> **TEXTE SOURCE**:
—————

Dans Libération, le 17 janvier dernier, Emmanuel Todd explique que l’une des causes de la révolution tunisienne est à chercher dans la diminution de l’endogamie (les mariages entre cousins) et l’augmentation de l’alphabétisation. Cette analyse a été interprétée comme la preuve que l’on pouvait prédire les révolutions en regardant uniquement les statistiques. Formidable ! Construisons un indice de la probabilité de révolution !

Cette analyse marxienne (un adjectif inventé pour désigner ceux qui suivent les idées de Karl Marx sans avoir la connotation politique de marxiste), pense l’histoire comme une science exacte. Tout comme l’eau bout à 100°C à une pression de 100 kPa, on pourrait imaginer que les révolutions se déclenchent quand l’alphabétisation atteint 95%, le nombre d’enfants par femme descend à 2 et le taux d’endogamie à 20%.

—————

Recopiez à l'identique l'intégralité du texte source sur l'analyse de la révolution tunisienne.

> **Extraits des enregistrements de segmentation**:
—————

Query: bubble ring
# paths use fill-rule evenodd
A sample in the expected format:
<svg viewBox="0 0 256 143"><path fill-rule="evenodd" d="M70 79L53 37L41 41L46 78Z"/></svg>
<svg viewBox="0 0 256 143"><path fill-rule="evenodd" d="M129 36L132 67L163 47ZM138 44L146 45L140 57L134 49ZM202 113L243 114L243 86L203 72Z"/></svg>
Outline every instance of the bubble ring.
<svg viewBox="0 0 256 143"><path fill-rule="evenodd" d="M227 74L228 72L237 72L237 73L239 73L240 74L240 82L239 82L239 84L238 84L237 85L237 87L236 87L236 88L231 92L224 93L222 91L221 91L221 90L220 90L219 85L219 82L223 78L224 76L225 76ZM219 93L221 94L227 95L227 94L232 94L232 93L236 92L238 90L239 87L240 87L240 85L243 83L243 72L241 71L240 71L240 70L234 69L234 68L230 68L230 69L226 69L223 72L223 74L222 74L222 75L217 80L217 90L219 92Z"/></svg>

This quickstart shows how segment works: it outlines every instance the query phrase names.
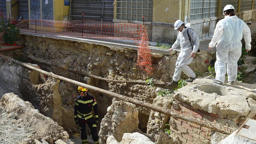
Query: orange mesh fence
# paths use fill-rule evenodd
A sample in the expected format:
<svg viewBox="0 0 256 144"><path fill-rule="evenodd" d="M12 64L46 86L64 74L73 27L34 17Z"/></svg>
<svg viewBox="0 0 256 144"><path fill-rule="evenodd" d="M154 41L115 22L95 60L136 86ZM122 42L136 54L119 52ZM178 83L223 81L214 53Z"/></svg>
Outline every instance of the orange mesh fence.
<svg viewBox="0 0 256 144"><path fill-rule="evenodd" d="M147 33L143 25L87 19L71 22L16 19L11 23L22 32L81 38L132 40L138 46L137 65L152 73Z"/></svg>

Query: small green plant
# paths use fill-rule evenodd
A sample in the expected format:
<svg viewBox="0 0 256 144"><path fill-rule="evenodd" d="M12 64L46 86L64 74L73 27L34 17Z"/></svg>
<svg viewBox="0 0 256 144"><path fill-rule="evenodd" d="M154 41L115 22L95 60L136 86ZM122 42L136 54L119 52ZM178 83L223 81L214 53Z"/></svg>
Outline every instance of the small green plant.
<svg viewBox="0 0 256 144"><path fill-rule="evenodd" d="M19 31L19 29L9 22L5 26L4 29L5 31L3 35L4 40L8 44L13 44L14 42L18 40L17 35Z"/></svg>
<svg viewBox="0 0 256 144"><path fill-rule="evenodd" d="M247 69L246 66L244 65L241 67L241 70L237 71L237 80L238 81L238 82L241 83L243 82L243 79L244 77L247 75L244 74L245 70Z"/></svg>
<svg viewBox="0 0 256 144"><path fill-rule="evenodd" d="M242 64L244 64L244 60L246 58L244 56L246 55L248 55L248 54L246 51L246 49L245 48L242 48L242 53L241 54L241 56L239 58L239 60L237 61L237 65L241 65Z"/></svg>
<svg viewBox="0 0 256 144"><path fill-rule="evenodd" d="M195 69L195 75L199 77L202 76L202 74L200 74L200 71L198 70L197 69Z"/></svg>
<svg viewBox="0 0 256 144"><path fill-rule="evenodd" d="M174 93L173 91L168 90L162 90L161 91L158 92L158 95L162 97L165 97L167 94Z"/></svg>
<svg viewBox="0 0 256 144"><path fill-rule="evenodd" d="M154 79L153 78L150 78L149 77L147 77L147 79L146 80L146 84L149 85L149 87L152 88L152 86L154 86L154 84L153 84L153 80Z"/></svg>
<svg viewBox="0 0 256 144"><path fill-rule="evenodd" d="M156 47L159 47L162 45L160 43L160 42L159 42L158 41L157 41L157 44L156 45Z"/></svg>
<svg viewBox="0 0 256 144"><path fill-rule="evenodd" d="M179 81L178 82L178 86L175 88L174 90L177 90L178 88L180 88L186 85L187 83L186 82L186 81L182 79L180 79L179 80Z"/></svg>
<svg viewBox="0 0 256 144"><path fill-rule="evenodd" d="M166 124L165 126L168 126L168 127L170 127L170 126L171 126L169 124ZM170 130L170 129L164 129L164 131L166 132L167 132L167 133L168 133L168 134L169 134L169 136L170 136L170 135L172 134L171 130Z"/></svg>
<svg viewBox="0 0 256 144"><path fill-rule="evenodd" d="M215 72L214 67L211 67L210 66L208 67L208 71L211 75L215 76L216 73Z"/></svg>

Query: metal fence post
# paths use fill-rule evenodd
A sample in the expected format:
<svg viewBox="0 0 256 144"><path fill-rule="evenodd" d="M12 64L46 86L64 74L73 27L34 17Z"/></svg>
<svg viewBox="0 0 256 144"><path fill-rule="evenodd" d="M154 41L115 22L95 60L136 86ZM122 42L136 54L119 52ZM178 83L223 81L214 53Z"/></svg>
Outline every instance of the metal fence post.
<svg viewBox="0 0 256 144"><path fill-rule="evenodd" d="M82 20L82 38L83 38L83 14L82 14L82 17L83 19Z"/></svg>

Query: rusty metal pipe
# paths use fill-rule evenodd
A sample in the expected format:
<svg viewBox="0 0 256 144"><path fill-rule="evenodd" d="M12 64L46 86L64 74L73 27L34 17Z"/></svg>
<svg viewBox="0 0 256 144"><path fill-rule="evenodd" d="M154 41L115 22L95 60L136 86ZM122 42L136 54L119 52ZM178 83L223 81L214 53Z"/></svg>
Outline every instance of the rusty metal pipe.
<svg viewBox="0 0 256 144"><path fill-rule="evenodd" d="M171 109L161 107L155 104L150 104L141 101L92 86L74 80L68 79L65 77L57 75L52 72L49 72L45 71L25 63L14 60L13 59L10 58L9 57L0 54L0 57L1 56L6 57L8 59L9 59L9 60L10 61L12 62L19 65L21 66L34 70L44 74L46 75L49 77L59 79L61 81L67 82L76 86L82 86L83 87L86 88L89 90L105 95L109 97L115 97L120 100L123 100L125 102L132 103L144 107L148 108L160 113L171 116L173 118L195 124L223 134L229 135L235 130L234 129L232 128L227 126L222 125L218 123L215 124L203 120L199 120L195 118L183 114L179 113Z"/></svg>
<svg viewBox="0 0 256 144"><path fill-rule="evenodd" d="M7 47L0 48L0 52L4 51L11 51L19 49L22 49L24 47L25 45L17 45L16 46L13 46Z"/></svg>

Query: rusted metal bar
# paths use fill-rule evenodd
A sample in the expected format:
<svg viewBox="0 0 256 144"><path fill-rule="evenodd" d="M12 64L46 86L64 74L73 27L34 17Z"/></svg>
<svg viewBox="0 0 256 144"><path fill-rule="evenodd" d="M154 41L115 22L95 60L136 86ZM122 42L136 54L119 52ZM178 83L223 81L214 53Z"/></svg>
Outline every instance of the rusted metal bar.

—————

> **RÉPONSE CORRECTE**:
Dans Libération, le 17 janvier dernier, Emmanuel Todd explique que l’une des causes de la révolution tunisienne est à chercher dans la diminution de l’endogamie (les mariages entre cousins) et l’augmentation de l’alphabétisation. Cette analyse a été interprétée comme la preuve que l’on pouvait prédire les révolutions en regardant uniquement les statistiques. Formidable ! Construisons un indice de la probabilité de révolution !

Cette analyse marxienne (un adjectif inventé pour désigner ceux qui suivent les idées de Karl Marx sans avoir la connotation politique de marxiste), pense l’histoire comme une science exacte. Tout comme l’eau bout à 100°C à une pression de 100 kPa, on pourrait imaginer que les révolutions se déclenchent quand l’alphabétisation atteint 95%, le nombre d’enfants par femme descend à 2 et le taux d’endogamie à 20%.